§ **REQUIRED TASK**
Locate every line in the listing below that contains the string "window" and copy each of those lines out, treating uppercase and lowercase as different.

§ **THE INPUT**
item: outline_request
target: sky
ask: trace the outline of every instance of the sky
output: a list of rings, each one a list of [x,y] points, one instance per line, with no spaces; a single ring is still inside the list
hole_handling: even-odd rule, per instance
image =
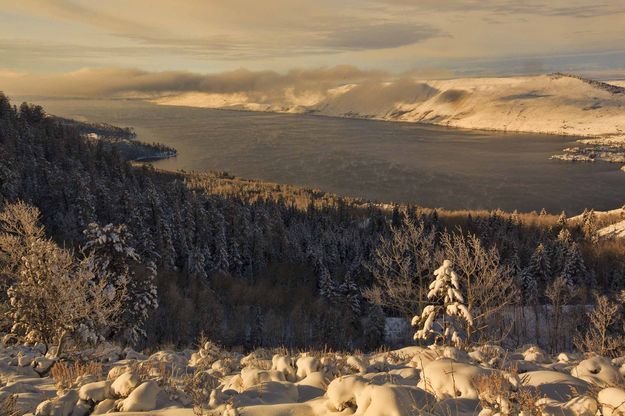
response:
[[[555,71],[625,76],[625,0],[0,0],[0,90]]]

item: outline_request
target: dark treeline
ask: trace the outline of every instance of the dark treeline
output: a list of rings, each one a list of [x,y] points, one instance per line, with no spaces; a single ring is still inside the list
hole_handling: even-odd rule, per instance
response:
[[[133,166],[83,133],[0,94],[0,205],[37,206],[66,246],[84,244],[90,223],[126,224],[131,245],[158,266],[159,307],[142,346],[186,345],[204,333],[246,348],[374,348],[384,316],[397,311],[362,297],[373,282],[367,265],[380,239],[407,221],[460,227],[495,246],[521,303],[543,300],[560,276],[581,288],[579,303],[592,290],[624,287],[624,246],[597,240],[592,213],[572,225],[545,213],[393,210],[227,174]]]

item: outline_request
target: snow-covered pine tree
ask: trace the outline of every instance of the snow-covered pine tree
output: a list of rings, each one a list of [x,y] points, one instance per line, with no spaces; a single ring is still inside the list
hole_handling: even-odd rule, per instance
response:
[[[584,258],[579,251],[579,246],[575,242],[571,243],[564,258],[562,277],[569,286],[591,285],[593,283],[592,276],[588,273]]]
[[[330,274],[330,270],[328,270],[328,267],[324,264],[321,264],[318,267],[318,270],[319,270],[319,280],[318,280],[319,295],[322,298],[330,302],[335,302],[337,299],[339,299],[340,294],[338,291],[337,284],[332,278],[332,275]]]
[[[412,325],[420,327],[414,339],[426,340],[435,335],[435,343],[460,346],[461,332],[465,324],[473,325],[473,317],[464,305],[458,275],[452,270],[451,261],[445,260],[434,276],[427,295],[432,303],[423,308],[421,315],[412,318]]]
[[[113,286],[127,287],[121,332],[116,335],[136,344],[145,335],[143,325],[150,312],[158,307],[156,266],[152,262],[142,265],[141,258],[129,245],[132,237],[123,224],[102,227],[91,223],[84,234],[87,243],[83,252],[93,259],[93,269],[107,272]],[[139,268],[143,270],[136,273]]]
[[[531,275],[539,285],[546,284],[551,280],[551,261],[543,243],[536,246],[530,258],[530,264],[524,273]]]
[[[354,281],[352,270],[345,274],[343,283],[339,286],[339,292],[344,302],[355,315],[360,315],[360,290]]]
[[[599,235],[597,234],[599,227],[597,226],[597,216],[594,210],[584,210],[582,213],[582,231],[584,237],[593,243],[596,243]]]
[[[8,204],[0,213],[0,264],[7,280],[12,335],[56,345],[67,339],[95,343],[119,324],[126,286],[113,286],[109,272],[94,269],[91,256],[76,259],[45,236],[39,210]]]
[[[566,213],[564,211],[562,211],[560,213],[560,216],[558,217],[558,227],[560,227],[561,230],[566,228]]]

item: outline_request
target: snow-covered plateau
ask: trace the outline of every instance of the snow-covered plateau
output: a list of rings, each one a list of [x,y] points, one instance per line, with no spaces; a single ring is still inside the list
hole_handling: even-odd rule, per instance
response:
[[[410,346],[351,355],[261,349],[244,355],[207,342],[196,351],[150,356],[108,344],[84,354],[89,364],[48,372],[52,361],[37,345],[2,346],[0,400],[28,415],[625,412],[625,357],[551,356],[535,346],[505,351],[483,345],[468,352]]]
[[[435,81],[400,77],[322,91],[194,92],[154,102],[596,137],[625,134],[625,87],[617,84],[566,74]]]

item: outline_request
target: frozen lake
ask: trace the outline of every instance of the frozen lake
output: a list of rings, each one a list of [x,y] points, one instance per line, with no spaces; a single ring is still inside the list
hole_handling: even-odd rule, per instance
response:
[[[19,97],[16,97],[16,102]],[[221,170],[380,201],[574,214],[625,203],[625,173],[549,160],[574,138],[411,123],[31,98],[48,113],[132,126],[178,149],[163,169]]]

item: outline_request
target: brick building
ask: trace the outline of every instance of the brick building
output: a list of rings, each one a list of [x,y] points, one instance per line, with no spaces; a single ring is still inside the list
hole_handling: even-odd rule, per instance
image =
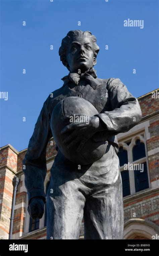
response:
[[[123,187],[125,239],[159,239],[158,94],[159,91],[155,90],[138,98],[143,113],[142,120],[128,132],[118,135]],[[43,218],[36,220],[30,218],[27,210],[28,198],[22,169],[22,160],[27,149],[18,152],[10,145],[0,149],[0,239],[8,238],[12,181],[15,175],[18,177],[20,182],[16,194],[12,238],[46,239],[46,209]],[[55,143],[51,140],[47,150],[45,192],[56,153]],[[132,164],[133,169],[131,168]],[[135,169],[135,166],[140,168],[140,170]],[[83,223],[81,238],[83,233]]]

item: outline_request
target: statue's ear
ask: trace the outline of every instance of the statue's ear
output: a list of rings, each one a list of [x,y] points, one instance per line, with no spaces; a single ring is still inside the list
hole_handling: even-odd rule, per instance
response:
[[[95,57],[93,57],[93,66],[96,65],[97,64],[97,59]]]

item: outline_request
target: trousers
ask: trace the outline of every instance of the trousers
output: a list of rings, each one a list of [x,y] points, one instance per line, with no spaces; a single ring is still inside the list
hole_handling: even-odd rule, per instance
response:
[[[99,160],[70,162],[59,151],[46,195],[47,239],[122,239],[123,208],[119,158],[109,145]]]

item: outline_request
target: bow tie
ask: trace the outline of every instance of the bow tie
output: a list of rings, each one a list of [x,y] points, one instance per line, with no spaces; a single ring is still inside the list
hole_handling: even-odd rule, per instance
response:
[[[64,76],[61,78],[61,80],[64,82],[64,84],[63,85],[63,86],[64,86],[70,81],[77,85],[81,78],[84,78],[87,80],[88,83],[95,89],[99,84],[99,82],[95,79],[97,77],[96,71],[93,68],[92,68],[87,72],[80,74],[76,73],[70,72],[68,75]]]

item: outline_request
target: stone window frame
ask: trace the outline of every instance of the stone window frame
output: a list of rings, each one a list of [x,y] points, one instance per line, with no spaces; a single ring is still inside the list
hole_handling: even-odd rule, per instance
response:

==

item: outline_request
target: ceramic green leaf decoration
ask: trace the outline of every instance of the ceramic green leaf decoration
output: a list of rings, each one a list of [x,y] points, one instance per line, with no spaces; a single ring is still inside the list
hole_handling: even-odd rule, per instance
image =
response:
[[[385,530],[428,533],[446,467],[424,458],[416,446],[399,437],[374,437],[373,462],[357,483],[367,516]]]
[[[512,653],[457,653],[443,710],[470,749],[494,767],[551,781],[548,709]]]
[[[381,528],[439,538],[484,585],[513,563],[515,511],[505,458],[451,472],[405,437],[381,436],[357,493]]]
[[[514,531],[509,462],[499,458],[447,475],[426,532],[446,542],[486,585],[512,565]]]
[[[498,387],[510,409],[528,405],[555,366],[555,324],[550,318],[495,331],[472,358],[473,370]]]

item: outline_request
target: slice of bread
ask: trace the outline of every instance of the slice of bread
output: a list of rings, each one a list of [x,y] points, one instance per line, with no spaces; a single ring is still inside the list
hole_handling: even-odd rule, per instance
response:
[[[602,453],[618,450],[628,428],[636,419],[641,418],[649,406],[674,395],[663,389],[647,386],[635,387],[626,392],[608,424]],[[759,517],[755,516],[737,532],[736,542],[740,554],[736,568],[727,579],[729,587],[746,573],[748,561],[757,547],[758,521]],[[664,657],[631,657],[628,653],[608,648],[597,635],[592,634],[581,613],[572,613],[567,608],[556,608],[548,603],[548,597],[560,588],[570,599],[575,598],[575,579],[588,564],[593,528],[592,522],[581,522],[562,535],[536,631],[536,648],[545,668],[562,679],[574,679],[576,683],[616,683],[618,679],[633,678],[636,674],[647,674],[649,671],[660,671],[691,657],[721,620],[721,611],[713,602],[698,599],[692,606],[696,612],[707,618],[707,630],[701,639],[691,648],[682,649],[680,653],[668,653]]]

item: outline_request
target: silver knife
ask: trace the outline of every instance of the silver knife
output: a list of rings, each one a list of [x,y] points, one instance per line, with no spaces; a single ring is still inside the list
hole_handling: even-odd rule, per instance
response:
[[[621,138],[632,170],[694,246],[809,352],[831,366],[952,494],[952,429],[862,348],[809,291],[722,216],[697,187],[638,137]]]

§ **OUTPUT**
target: stone window frame
ask: trace the outline of every instance of the stone window frame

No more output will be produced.